Recorded data:

:::::

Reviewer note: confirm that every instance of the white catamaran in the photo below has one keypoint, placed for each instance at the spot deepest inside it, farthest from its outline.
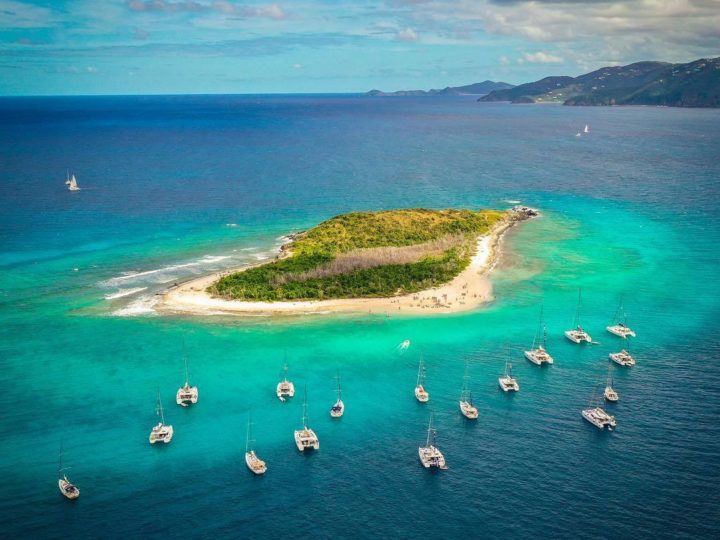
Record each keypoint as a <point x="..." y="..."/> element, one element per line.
<point x="161" y="432"/>
<point x="620" y="329"/>
<point x="71" y="182"/>
<point x="507" y="382"/>
<point x="305" y="438"/>
<point x="539" y="355"/>
<point x="337" y="410"/>
<point x="254" y="463"/>
<point x="467" y="408"/>
<point x="429" y="454"/>
<point x="578" y="335"/>
<point x="285" y="388"/>
<point x="186" y="394"/>
<point x="420" y="393"/>
<point x="67" y="488"/>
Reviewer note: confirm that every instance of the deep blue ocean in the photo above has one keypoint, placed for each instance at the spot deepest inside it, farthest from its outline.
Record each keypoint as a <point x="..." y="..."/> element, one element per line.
<point x="174" y="187"/>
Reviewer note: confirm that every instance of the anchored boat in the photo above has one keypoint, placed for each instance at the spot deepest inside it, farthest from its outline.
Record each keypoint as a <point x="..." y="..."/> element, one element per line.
<point x="430" y="456"/>
<point x="539" y="355"/>
<point x="161" y="432"/>
<point x="578" y="335"/>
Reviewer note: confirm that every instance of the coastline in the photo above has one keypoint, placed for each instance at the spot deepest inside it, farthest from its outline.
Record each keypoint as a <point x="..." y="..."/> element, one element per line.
<point x="467" y="291"/>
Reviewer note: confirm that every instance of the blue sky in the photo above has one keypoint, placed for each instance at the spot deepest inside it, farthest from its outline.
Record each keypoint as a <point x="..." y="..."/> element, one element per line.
<point x="233" y="46"/>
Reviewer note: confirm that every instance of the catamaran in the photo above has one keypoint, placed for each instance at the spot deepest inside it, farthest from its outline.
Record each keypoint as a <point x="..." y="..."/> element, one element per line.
<point x="610" y="393"/>
<point x="420" y="393"/>
<point x="186" y="394"/>
<point x="467" y="408"/>
<point x="305" y="438"/>
<point x="67" y="488"/>
<point x="161" y="432"/>
<point x="620" y="329"/>
<point x="254" y="463"/>
<point x="429" y="455"/>
<point x="539" y="355"/>
<point x="285" y="389"/>
<point x="337" y="410"/>
<point x="71" y="182"/>
<point x="578" y="335"/>
<point x="507" y="382"/>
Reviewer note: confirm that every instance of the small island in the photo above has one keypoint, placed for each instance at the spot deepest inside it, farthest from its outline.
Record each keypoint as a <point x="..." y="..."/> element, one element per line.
<point x="411" y="260"/>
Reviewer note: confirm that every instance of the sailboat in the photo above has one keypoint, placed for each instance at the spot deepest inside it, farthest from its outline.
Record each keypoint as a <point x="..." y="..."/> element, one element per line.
<point x="610" y="393"/>
<point x="337" y="410"/>
<point x="67" y="488"/>
<point x="305" y="438"/>
<point x="578" y="335"/>
<point x="597" y="416"/>
<point x="429" y="455"/>
<point x="420" y="393"/>
<point x="285" y="389"/>
<point x="71" y="182"/>
<point x="507" y="382"/>
<point x="467" y="408"/>
<point x="623" y="358"/>
<point x="186" y="394"/>
<point x="161" y="432"/>
<point x="620" y="329"/>
<point x="539" y="355"/>
<point x="254" y="463"/>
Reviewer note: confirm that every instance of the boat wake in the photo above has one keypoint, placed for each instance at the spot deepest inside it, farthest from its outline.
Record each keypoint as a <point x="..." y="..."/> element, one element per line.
<point x="124" y="292"/>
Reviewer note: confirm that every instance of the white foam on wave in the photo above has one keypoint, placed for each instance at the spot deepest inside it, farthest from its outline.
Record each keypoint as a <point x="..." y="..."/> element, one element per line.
<point x="145" y="305"/>
<point x="124" y="292"/>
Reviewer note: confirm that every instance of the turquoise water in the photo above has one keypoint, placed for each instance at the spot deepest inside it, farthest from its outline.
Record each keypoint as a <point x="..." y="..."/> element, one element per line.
<point x="179" y="186"/>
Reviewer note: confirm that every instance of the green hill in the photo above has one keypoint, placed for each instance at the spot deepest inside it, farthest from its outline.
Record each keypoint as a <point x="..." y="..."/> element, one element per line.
<point x="695" y="84"/>
<point x="366" y="254"/>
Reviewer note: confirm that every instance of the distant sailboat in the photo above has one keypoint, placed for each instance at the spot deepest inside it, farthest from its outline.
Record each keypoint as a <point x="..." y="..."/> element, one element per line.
<point x="71" y="182"/>
<point x="161" y="432"/>
<point x="467" y="408"/>
<point x="578" y="335"/>
<point x="68" y="490"/>
<point x="186" y="394"/>
<point x="305" y="438"/>
<point x="420" y="393"/>
<point x="337" y="410"/>
<point x="539" y="355"/>
<point x="254" y="463"/>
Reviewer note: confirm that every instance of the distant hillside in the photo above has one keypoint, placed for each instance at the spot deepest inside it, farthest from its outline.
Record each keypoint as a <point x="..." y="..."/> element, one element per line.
<point x="695" y="84"/>
<point x="482" y="88"/>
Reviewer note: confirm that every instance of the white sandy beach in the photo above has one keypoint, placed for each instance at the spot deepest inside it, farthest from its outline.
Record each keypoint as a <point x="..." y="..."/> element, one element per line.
<point x="470" y="289"/>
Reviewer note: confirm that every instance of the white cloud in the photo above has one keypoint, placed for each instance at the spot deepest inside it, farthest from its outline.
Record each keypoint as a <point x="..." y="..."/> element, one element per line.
<point x="541" y="57"/>
<point x="408" y="34"/>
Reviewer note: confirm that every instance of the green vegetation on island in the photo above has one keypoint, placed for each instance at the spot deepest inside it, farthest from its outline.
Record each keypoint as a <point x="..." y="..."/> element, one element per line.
<point x="695" y="84"/>
<point x="366" y="254"/>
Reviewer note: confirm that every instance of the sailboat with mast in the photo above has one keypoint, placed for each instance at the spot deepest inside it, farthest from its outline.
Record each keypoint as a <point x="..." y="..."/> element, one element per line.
<point x="337" y="410"/>
<point x="610" y="393"/>
<point x="539" y="355"/>
<point x="67" y="488"/>
<point x="467" y="408"/>
<point x="420" y="393"/>
<point x="430" y="456"/>
<point x="71" y="182"/>
<point x="254" y="463"/>
<point x="186" y="394"/>
<point x="597" y="416"/>
<point x="161" y="432"/>
<point x="507" y="382"/>
<point x="620" y="327"/>
<point x="578" y="335"/>
<point x="305" y="438"/>
<point x="285" y="388"/>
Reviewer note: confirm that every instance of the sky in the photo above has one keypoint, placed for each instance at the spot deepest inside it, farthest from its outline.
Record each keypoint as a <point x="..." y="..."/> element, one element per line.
<point x="51" y="47"/>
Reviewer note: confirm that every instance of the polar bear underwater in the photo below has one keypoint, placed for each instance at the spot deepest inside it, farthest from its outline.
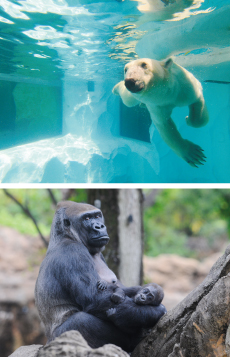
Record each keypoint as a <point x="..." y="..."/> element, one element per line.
<point x="162" y="86"/>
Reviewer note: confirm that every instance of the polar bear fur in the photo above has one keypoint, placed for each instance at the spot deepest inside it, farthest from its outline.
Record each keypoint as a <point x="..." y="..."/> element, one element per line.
<point x="162" y="86"/>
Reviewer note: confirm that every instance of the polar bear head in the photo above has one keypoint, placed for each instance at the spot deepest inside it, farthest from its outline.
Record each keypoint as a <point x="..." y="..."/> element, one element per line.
<point x="144" y="73"/>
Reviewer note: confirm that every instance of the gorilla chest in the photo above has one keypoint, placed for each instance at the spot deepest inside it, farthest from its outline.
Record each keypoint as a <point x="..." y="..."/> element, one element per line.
<point x="103" y="271"/>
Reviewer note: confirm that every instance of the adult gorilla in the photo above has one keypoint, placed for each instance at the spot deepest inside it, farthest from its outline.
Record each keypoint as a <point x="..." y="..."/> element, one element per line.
<point x="67" y="285"/>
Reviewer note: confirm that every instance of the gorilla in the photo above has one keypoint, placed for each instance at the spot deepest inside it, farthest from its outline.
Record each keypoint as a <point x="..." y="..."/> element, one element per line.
<point x="67" y="292"/>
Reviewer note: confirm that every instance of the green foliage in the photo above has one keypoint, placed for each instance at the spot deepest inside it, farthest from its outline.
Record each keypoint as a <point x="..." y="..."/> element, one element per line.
<point x="40" y="205"/>
<point x="180" y="213"/>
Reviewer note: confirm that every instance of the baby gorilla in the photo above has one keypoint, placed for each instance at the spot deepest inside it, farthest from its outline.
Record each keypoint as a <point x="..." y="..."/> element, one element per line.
<point x="141" y="298"/>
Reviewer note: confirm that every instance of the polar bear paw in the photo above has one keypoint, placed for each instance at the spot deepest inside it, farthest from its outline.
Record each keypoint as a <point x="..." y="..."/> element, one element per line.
<point x="193" y="154"/>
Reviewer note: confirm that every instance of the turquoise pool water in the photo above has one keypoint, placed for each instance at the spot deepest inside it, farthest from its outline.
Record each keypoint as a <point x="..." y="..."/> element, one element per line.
<point x="59" y="60"/>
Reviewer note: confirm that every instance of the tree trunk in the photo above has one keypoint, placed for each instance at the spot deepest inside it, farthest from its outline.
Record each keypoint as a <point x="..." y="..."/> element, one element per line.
<point x="199" y="325"/>
<point x="123" y="214"/>
<point x="130" y="229"/>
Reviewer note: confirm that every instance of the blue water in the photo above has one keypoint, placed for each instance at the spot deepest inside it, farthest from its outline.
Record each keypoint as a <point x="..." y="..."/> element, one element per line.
<point x="59" y="60"/>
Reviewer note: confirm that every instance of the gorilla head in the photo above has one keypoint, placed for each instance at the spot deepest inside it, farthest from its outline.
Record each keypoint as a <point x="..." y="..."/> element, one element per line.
<point x="80" y="222"/>
<point x="150" y="294"/>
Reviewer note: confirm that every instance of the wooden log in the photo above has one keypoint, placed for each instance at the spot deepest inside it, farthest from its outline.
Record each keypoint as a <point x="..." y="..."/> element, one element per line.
<point x="198" y="326"/>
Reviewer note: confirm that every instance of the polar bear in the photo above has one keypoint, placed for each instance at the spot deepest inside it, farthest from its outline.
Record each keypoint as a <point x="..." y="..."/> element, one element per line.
<point x="162" y="86"/>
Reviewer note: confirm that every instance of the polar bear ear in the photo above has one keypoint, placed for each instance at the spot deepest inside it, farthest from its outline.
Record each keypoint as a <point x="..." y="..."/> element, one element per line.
<point x="168" y="63"/>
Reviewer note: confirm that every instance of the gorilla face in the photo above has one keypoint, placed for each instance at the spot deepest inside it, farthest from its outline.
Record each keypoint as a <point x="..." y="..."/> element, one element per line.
<point x="82" y="222"/>
<point x="145" y="296"/>
<point x="92" y="226"/>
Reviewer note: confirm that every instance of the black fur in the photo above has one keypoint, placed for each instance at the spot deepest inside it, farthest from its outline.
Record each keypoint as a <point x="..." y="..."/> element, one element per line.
<point x="66" y="293"/>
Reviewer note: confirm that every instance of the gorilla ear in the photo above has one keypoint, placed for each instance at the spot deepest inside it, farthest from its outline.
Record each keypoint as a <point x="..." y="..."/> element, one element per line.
<point x="168" y="63"/>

:::::

Find the line with "Reviewer note: confirm that every instance of the black" in the listing above, then write out that line and each remaining line exactly, with no other text.

Final result:
Reviewer note: confirm that every instance of the black fur in the photo above has one keypoint, placed for each instance at the spot deepest inside it, farthest from its outline.
Record each keypoint as a <point x="..." y="..."/> element, one element per line.
<point x="66" y="293"/>
Reviewer note: confirm that every instance of the gorilla ear in the photo above has one keypoint, placed for each instance at the spot deepest inside it, farthest from its outline.
Record each keypoint as a <point x="..." y="..."/> element, one element per line.
<point x="168" y="63"/>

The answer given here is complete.